_読解文_.
┌──

修士課程2年間は、ホスフォリルトリアミドとホルマリンの共重合を研究していました。論文を2報ほど出すことができました。修士論文をまとめた後、ブリヂストン入社まで3週間ほど時間がありましたので、ホスファゼンの3量体を合成しました。そして側鎖基の異なる数種類の誘導体を合成し、ショートコミュニケーションをアメリカの化学会誌に投稿することができました。迅速に研究を行いすぐにその成果を学会誌に投稿する、という姿勢は大学4年から3年間の名古屋大学における研究生活で指導された習慣です。ホスファゼンにつきましては、新しい誘導体が研究開発されている時代で、日本でも誘導体の原料だけが市販されている状態でした。

└──

_データ行_.
┌──

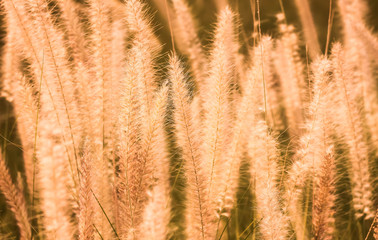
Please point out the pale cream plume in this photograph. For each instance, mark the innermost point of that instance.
(156, 214)
(189, 140)
(191, 43)
(348, 119)
(313, 147)
(290, 70)
(264, 154)
(308, 26)
(360, 57)
(15, 199)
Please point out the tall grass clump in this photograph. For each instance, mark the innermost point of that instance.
(120, 121)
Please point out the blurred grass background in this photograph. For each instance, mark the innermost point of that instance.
(205, 13)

└──

_指示文_.
次の(a)〜(c)が読解文の内容と合っているかどうか、それぞれ「はい」か「いいえ」で答え、判断の根拠となる本文の語句をそのまま引用せよ。
(a) 修士課程の2年間は、ホスフォリルトリアミドとホルマリンの共重合を研究していた。
(b) ホスファゼンの3量体は、ブリヂストンに入社してから合成した。
(c) 当時の日本では、ホスファゼンの誘導体そのものが市販されていた。

_最終回答_.
(a) はい。「修士課程2年間は、ホスフォリルトリアミドとホルマリンの共重合を研究していました。」
(b) いいえ。「修士論文をまとめた後、ブリヂストン入社まで3週間ほど時間がありましたので、ホスファゼンの3量体を合成しました。」
(c) いいえ。「日本でも誘導体の原料だけが市販されている状態でした。」